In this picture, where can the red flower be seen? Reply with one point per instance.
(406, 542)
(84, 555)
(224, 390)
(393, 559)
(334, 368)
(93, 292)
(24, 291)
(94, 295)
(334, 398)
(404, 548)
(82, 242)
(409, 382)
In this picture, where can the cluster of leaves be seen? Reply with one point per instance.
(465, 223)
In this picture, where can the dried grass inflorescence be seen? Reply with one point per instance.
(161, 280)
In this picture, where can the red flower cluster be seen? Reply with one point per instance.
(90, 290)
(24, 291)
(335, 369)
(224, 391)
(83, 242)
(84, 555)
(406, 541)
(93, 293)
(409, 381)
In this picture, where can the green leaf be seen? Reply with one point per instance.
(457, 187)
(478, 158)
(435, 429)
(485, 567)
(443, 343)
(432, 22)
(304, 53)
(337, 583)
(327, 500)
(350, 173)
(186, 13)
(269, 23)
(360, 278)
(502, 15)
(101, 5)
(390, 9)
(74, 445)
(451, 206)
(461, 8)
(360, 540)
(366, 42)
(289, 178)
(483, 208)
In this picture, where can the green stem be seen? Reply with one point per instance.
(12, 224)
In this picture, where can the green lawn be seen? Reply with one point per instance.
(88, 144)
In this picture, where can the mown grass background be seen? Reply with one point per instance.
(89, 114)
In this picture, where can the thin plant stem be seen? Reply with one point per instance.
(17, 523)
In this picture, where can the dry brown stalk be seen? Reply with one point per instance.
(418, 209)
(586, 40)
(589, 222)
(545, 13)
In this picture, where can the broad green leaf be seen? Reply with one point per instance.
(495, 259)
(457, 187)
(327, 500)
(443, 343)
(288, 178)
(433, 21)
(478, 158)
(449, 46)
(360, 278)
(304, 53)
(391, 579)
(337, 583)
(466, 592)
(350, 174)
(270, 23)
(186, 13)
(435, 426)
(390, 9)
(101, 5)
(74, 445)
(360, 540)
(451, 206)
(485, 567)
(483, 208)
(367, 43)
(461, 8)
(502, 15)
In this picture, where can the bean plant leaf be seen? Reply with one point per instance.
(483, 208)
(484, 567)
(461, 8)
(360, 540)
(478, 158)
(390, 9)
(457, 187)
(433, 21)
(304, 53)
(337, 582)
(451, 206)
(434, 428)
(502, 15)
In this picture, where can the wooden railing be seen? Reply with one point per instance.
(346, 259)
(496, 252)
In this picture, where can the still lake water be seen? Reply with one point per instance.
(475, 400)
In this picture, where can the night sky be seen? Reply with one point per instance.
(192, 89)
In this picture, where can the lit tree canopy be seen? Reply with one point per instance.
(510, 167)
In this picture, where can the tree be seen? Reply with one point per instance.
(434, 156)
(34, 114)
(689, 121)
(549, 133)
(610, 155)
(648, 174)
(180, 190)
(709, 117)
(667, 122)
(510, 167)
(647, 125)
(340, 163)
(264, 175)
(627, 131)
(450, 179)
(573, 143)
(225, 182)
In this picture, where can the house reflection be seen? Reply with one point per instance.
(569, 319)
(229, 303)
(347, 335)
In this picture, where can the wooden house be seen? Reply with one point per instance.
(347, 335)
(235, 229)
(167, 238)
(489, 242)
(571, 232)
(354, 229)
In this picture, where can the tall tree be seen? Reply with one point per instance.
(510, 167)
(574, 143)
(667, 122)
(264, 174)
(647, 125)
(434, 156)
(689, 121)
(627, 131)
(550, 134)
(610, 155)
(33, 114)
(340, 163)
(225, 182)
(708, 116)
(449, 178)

========================================================================

What is being asked: Copy each line of the data above without altering a single character.

Solution:
In this picture, where can the red flower be seen? Reply with one point per instance.
(406, 542)
(84, 555)
(224, 390)
(393, 559)
(334, 368)
(93, 292)
(24, 291)
(94, 295)
(334, 398)
(404, 548)
(82, 242)
(409, 382)
In this picture, where can the cluster of leaves be seen? Reply with one point per instance.
(465, 223)
In this picture, where can the dried grass inflorescence be seen? Reply with one point per instance.
(161, 280)
In this picture, where can the red flower cluster be seen? Reply with one point per instance.
(90, 290)
(24, 291)
(335, 369)
(224, 391)
(83, 242)
(84, 555)
(406, 541)
(93, 293)
(409, 381)
In this picture, where can the green leaf be seen? Reply with one point per instance.
(457, 187)
(478, 158)
(435, 429)
(485, 567)
(443, 343)
(432, 22)
(304, 53)
(337, 583)
(327, 500)
(350, 173)
(186, 13)
(269, 23)
(360, 278)
(502, 15)
(101, 5)
(390, 9)
(74, 445)
(451, 206)
(461, 8)
(360, 540)
(366, 42)
(289, 178)
(483, 208)
In this picture, where can the green stem be seen? Reply with one point per instance.
(12, 224)
In this picture, where can the green lawn be seen? Reply with one point per instance.
(88, 144)
In this picture, where can the mown grass background be seen? Reply with one point per instance.
(89, 114)
In this picture, where can the thin plant stem be seen? Reply with one point per instance.
(17, 523)
In this picture, where can the dry brown stalk be seen? Reply with one point per instance.
(418, 209)
(586, 40)
(589, 222)
(545, 13)
In this picture, where can the broad green leaf be seen? Reply with one point per instance.
(495, 259)
(457, 187)
(327, 500)
(443, 343)
(288, 178)
(433, 21)
(478, 158)
(449, 46)
(360, 278)
(304, 53)
(391, 579)
(337, 583)
(466, 592)
(350, 174)
(270, 23)
(186, 13)
(435, 426)
(390, 9)
(101, 5)
(74, 445)
(360, 540)
(451, 206)
(485, 567)
(483, 208)
(367, 43)
(461, 8)
(502, 15)
In this picture, where can the bean plant leaf be seen? Reply with one point per instance.
(483, 208)
(484, 567)
(461, 8)
(360, 540)
(478, 158)
(390, 9)
(457, 187)
(433, 21)
(304, 53)
(337, 582)
(451, 206)
(434, 428)
(502, 15)
In this picture, where can the wooden railing be seen? Reply with one point per instance.
(346, 259)
(496, 252)
In this picture, where can the still lake water be seen? Reply with one point per instance.
(475, 400)
In this picture, where can the night sky be seen? Reply with one point per instance.
(192, 89)
In this picture, where can the lit tree canopy be seen? Reply with one point per instance.
(510, 167)
In this picture, where can the tree be seen? Reply with one point per instance.
(434, 156)
(34, 114)
(689, 121)
(549, 133)
(610, 155)
(648, 174)
(180, 190)
(709, 117)
(667, 122)
(510, 167)
(647, 125)
(340, 163)
(264, 175)
(627, 131)
(450, 179)
(573, 143)
(225, 182)
In this picture, where can the house reflection be seen? Reply with one point per instance.
(569, 319)
(229, 303)
(347, 335)
In this picture, where can the wooden house be seen? Reply with one point per instance.
(347, 335)
(235, 229)
(167, 238)
(489, 242)
(571, 232)
(354, 229)
In this picture, where can the tall tree be seen? Reply with one point per instance.
(510, 167)
(574, 143)
(667, 122)
(264, 174)
(647, 125)
(434, 156)
(689, 121)
(627, 131)
(550, 134)
(610, 155)
(33, 114)
(340, 163)
(225, 182)
(708, 116)
(449, 178)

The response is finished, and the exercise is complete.